Activity –
Whenever a picture appears, omit it, and set down everything else in the records exactly.

Records to use: Begin

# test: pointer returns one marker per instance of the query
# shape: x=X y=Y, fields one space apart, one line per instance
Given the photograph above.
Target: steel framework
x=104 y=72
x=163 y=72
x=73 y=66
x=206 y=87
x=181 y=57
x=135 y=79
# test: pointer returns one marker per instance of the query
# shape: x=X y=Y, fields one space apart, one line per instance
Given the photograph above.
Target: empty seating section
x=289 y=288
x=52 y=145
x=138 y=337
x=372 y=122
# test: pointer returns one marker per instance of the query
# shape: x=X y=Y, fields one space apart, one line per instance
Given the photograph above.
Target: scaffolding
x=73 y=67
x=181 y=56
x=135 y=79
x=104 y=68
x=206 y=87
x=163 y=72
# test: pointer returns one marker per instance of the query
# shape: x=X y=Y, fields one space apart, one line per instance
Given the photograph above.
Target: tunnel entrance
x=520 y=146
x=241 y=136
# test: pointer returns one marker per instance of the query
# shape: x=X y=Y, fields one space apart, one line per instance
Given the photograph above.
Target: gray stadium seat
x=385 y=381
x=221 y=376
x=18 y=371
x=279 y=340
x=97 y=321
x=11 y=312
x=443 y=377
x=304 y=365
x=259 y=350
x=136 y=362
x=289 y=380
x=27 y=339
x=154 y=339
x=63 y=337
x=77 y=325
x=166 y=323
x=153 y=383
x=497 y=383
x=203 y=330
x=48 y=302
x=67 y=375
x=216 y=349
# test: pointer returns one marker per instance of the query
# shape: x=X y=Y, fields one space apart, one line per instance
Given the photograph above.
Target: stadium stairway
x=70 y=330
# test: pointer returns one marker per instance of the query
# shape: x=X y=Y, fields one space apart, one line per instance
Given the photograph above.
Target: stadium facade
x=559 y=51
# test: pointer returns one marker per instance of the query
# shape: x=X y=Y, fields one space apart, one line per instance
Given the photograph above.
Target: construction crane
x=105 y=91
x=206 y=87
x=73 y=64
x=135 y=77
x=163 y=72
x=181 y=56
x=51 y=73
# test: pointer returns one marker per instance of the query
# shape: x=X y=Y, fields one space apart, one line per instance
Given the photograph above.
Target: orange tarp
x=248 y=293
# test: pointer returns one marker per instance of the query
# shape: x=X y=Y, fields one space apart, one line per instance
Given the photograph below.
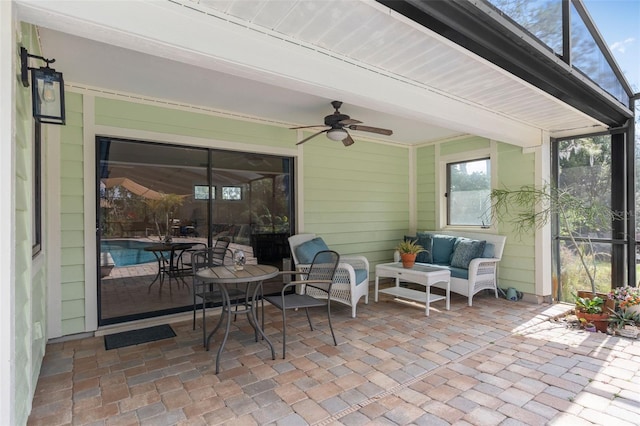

Records to use: End

Answer to the problem –
# test: pointer returns one marker per instance of the query
# shape: x=X y=Y, fields one space apart, one line per instance
Given the photograph above.
Target: steel framework
x=104 y=72
x=163 y=72
x=73 y=66
x=206 y=87
x=181 y=57
x=135 y=79
# test: pointer returns one marker per instance of the query
# shape: x=X y=Y, fields one space apart, one line per instance
Given the photograph above.
Target: empty seating section
x=289 y=288
x=52 y=145
x=138 y=337
x=372 y=122
# test: pointer returns one marker per instance of the query
# shape: x=X y=Y, fields one space apart, one line per instance
Given the photograph above.
Target: scaffolding
x=73 y=67
x=181 y=56
x=135 y=79
x=104 y=68
x=206 y=87
x=163 y=72
# test: pointer returns one marker per instance of the query
# shape: x=X y=Y, fields one space apart, one line per instance
Given the photograph above.
Target: tunnel entrance
x=520 y=146
x=241 y=136
# test: pointer returns one marker per instance of the query
# shape: x=X y=Y, fields one space apart, one line per instance
Given the photograph above.
Target: gray stadium seat
x=385 y=381
x=221 y=376
x=18 y=371
x=279 y=340
x=97 y=321
x=11 y=312
x=443 y=377
x=304 y=365
x=259 y=350
x=136 y=362
x=289 y=380
x=27 y=339
x=154 y=339
x=63 y=337
x=77 y=325
x=166 y=323
x=153 y=383
x=497 y=383
x=203 y=330
x=48 y=302
x=67 y=375
x=216 y=349
# test: pointer returns one marker per instance of the query
# shape: x=X y=Y, fields one space apart, one line per instance
Given the photograph above.
Target: stadium stairway
x=70 y=330
# test: pointer returns one marker per instance of the query
# shape: x=X y=Y, fields one space apart, one line per instance
Given the photograph above.
Target: stadium facade
x=559 y=51
# test: pointer returns one marker per instance of the query
# shape: x=X y=Y, fields one space apart, one line per instance
Given the photograph above.
Target: construction crane
x=105 y=91
x=206 y=87
x=73 y=64
x=135 y=77
x=163 y=72
x=181 y=56
x=51 y=73
# test: pointer returns one marker per instance of the query
# shape: x=X y=Y, fields one space apart, one line per instance
Given the photograph above.
Target: orange tarp
x=248 y=293
# test: pointer returns one marker per instance of the query
# shape: x=X y=Y, fields one space apart, one line per instance
Given the photograph below.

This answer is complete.